_Prompt_. Reproduce every one of the records below word for word, omitting the pictures.
════════════════════
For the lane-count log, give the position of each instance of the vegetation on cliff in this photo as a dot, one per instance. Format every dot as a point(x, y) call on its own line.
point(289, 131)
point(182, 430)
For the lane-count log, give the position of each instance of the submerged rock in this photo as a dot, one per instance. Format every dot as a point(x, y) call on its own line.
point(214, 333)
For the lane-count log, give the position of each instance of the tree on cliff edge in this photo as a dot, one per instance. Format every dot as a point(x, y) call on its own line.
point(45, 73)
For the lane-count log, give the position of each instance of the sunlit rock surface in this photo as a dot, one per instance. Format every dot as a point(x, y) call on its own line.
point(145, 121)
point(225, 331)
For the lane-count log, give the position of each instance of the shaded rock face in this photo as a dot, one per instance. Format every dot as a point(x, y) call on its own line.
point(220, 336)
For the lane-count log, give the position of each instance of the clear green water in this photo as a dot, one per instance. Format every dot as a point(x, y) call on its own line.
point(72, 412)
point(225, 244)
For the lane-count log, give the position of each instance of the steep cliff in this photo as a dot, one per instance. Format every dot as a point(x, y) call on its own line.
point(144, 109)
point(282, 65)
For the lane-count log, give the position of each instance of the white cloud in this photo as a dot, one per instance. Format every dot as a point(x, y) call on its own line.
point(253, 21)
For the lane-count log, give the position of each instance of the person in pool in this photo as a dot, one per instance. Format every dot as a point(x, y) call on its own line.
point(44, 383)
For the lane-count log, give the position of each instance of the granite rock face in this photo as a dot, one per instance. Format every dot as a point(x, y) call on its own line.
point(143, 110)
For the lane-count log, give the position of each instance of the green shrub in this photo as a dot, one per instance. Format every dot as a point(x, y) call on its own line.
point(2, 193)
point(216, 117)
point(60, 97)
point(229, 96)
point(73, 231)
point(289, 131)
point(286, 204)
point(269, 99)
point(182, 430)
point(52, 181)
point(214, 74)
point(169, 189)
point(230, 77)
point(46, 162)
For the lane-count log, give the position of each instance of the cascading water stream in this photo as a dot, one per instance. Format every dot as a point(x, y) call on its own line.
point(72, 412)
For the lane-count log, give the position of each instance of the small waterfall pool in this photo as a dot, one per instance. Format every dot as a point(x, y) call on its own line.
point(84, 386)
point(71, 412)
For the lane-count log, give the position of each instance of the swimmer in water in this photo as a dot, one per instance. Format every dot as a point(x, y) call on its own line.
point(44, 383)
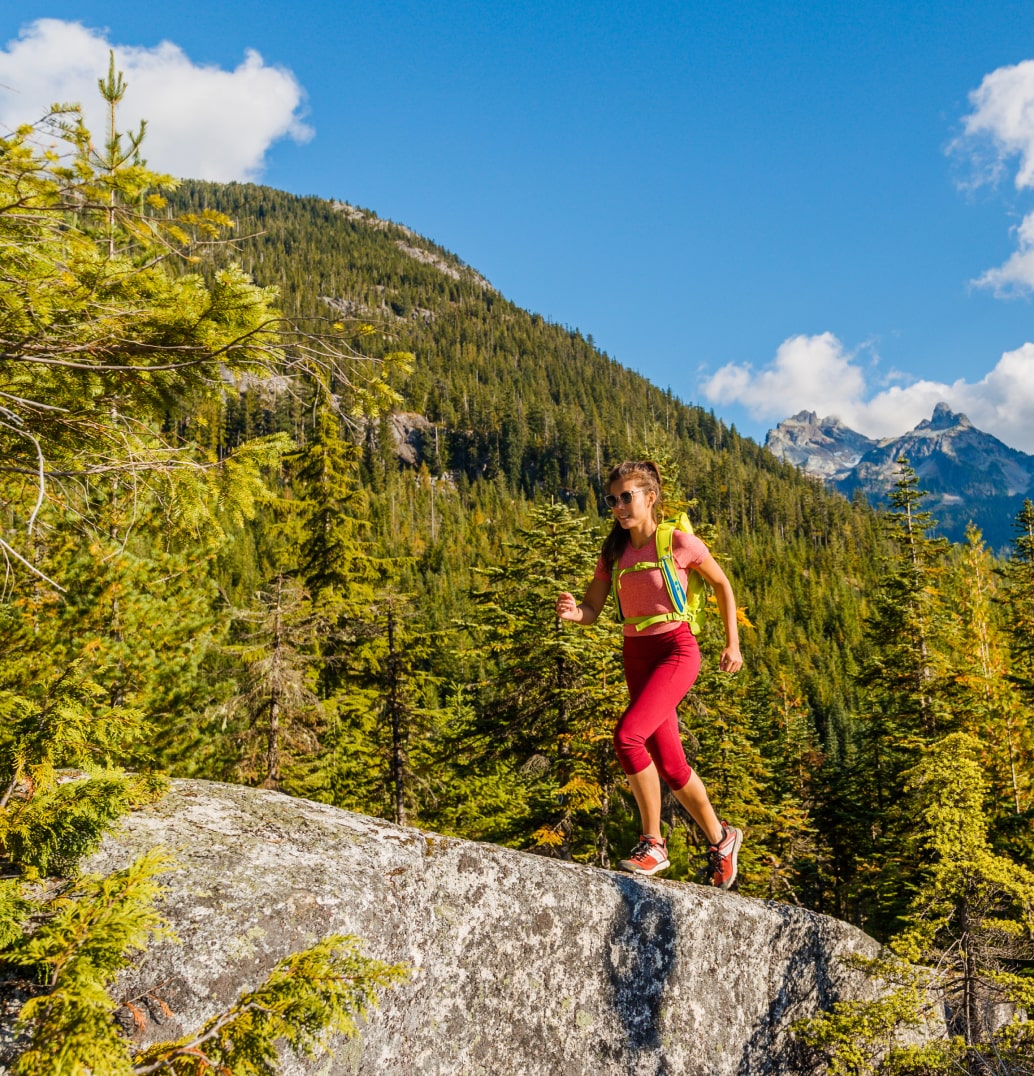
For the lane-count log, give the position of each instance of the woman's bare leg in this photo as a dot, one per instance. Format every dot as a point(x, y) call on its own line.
point(646, 787)
point(693, 796)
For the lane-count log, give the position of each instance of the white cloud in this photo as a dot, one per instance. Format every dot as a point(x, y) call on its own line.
point(1016, 275)
point(816, 373)
point(1000, 128)
point(202, 122)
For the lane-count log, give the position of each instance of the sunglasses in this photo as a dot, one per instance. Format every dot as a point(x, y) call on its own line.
point(624, 497)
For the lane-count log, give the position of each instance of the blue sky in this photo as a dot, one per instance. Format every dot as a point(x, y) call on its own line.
point(764, 207)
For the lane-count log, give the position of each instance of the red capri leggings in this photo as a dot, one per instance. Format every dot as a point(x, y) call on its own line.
point(660, 669)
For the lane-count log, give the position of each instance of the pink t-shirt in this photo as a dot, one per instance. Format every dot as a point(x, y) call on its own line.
point(643, 593)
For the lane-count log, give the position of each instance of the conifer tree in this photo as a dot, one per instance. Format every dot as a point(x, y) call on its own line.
point(962, 953)
point(983, 695)
point(554, 691)
point(1020, 577)
point(905, 680)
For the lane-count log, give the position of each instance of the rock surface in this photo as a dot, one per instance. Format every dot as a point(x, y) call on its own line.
point(968, 475)
point(519, 964)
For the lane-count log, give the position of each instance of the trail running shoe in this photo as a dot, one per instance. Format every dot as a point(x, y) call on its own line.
point(649, 857)
point(721, 858)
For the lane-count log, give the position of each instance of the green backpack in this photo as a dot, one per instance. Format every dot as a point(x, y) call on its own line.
point(687, 603)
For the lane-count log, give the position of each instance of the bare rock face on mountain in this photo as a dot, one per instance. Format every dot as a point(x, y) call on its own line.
point(826, 449)
point(969, 475)
point(519, 964)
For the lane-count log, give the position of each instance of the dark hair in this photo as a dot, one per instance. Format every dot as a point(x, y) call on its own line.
point(649, 478)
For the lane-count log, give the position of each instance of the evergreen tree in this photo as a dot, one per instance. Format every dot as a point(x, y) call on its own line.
point(554, 691)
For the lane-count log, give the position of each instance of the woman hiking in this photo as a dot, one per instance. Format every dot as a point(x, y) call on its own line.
point(661, 661)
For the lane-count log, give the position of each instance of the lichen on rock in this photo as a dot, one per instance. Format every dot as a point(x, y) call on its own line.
point(519, 964)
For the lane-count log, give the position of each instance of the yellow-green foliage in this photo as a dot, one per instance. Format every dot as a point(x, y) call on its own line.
point(307, 999)
point(89, 931)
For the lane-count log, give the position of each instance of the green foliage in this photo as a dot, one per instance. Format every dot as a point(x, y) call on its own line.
point(308, 997)
point(89, 931)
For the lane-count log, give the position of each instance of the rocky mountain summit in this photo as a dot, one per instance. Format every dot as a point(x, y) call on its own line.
point(824, 448)
point(971, 476)
point(518, 964)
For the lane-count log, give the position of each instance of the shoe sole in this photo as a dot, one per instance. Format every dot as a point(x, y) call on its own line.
point(734, 857)
point(635, 868)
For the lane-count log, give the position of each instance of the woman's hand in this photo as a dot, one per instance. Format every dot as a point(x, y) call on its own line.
point(586, 610)
point(567, 608)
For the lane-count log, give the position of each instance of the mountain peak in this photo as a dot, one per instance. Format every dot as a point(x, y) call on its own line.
point(944, 418)
point(968, 473)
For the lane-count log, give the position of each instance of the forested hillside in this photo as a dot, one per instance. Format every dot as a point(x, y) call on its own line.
point(218, 565)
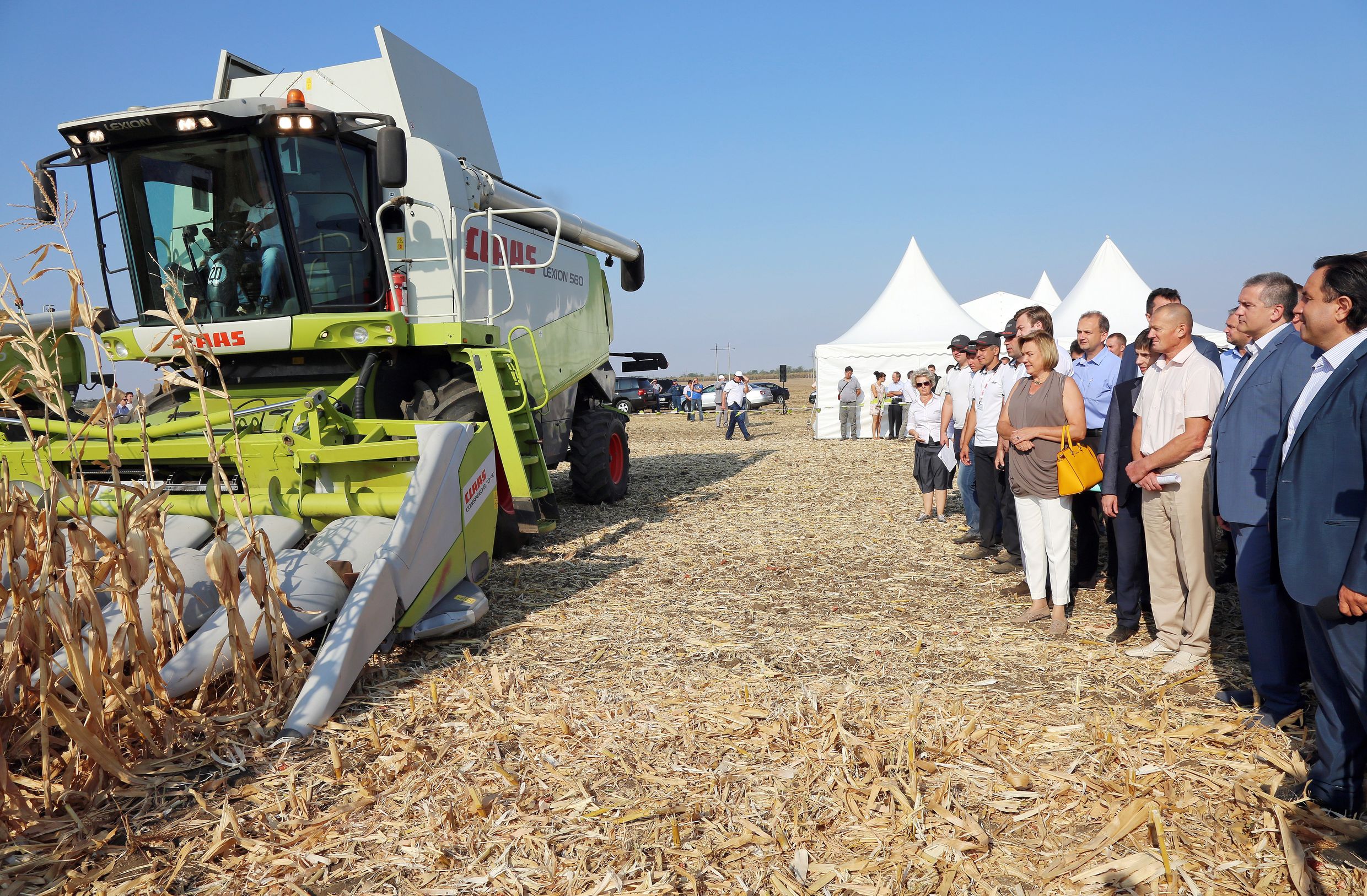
════════════════════
_Exercise output_.
For the lane-count log, give the position of each instance of the vegetation on cliff in this photo as a dot, one per instance. Format every dot as a point(x, y) call on its own line.
point(289, 131)
point(182, 430)
For the lane-count log, give the position of each instance of the submerged rock in this photo as a dot, one per instance. Format every dot as a point(x, y) call on its own line.
point(214, 333)
For the lane-count log, give the position of each instance of the tree on cliff edge in this photo as a dot, one per instance. Format every dot as a point(x, y) call on its own line.
point(45, 73)
For the lane-count log, give the position of each instance of the sunlit rock surface in this photo as a dot, one per instance. Format every dot as a point(x, y) call on its own line.
point(145, 121)
point(225, 331)
For the lane-count log, give the position of each instance of the shaded rock face in this photo as a dot, one per instance. Format every dot as a point(x, y) call on its own line.
point(220, 336)
For the lane-count log, give the position of each instance of the clear green water in this photo as a dot, one per instance. Format every dot as a point(x, y) call on its own line.
point(72, 412)
point(225, 244)
For the lane-count log, give the position of each instance of the steep cliff in this photo as a dot, one per instance. Format every dot as a point(x, y) call on its own line.
point(144, 109)
point(282, 65)
For the lane-count log, give the position of each instance of the white cloud in this photo as a dot, one per instance. Format every dot as a point(x, y) call on its own line.
point(253, 21)
For the lane-count log, give the position of each instance of the person in pool in this photo as a dot, one per instance. Format every dot as a point(x, y) call on its own line.
point(44, 383)
For the lane-count log, give the position of each instance of the granite rock face in this photo as a dot, one per instance. Format every dot as a point(x, y) call on its own line.
point(143, 110)
For the lane-count log, give the position of each instance of the green shrub in this photo as a dot, one per instance. Format every dot as a point(x, y) call on its own line.
point(2, 193)
point(216, 117)
point(60, 97)
point(229, 96)
point(73, 231)
point(289, 131)
point(286, 204)
point(269, 99)
point(182, 430)
point(52, 181)
point(214, 74)
point(169, 189)
point(230, 77)
point(46, 162)
For the lane-count log, give the position of each instance of the cascading water stream in this photo as a dot, one per instance. Format every dot as a point(x, y) call on its own line.
point(72, 412)
For the lane-count log, give the position of each instance of the small waterfall pool in this photo as a dot, one per instance. Format every dot as a point(x, y) call on its own line.
point(84, 386)
point(71, 412)
For the lane-count log, give the position of each instance of the swimmer in water in this photo as a dot, one per instance. Format every dot as a point(x, y) call on its own line.
point(44, 383)
For the lane-count log, give the position of each instance of the woman's bare leg in this photo as a dot, one per instance. Format every dot as a point(x, y) call on its own line.
point(646, 787)
point(693, 796)
For the lane-count log, give the position of each instance of the white cloud in this photo as a dot, one per instance. Format every dot as a point(x, y) call on its own line.
point(1016, 275)
point(816, 373)
point(1000, 128)
point(202, 122)
For the lane-count log, give the position of each instance of the sunglasses in this photo as a dot, one per instance. Format every dot as a point(x, y) call on its own line.
point(624, 497)
For the lane-count log, give the position of each instance of the blue sky in this photo as a dot, one per instance. Format every dot as a point(x, y) call on its own line.
point(764, 207)
For the lane-count log, give the position of each instance of the red capri leggings in this photo as a dot, one per instance. Format every dot as a point(x, y) call on its own line.
point(660, 669)
For the lane-count log, give the position of each instance of the pink t-shirt in this photo as a dot, one per instance. Format every dot as a point(x, y) call on its own line.
point(643, 593)
For the lane-count log, give the position of each instance of the conifer tree in this photo as a dot, one per instance. Format every dot as a point(x, y) call on its own line.
point(962, 953)
point(983, 695)
point(554, 691)
point(1020, 577)
point(905, 680)
For the lane-count log, give the position of each instance of the rock surface in this photo as a dot, one per instance. Format every dot as a point(x, y) call on its own line.
point(968, 475)
point(519, 964)
For the lane-count log, give the position of each instance of the trail running shoe in this photo as a dot, one per instance. Format every dot as a point(x, y) call on its own line.
point(649, 857)
point(721, 858)
For the lane-count log, give the position of each instance of the green backpack in this photo as a dot, one per instance. Format every dot as a point(x, y) call on its own line.
point(687, 603)
For the lane-count log, give the position of each instance of the bare rock face on mountain in this photo as a dot, one per instance. Format every dot as a point(x, y) call on its own line.
point(826, 449)
point(969, 475)
point(519, 964)
For the lane-count log, give the position of each instance of the dark hair in this photo as a dot, one per instance. Format every dot as a point(x, y) call on its own line.
point(649, 478)
For the lane-count log, give the position of each instance of the evergreen tree in this photo as a dot, one per instance. Format every dot as a point(x, y) call on its own line.
point(554, 691)
For the lane-count log, give the position of each instance of the woman hiking in this photo as a dot, one per instance. Format every dot as a point(x, y) call on its own line.
point(661, 661)
For the lane-count log, give the position of each instance of the lichen on rock in this photo as a dot, one per instance. Format every dot as a point(x, y) call on its own line.
point(519, 964)
For the lane-count log, give the position of each instance of the yellow-green foliage in this photo as a dot, one per instance. Format every dot as a point(x, y) call on its own line.
point(307, 999)
point(89, 931)
For the lane-count log, give the position of each instance of the green foliage in this photo as a dot, one per instance. Format every dot as a point(x, y) call on its own line.
point(308, 997)
point(89, 931)
For the lane-count log, give the position of each instance of the rocky mountain summit in this photo as a dot, one per instance. Format every dot as a point(x, y) call on its own line.
point(824, 448)
point(971, 476)
point(518, 964)
For the lane-count log, give the position of each instance of the shoe sole in this photo as a dot, one per instance. Format every dot as a point(x, y) call on its own line.
point(734, 857)
point(635, 868)
For the lane-count log, give the position of each instance of the woman's hand in this photo as a dot, one per instance. Format every dot as a point(x, y) call on its own line.
point(586, 610)
point(567, 608)
For the lane-count log, give the position of each instance of the mountain peak in this photo as a dot, one per instance. Format every dot as a point(x, y) call on its own line.
point(944, 418)
point(968, 473)
For the lane-count log, give the position of each instance of the forested hillside in this photo as a dot, one per instance. Format every dot as a point(x, y) call on its own line.
point(218, 565)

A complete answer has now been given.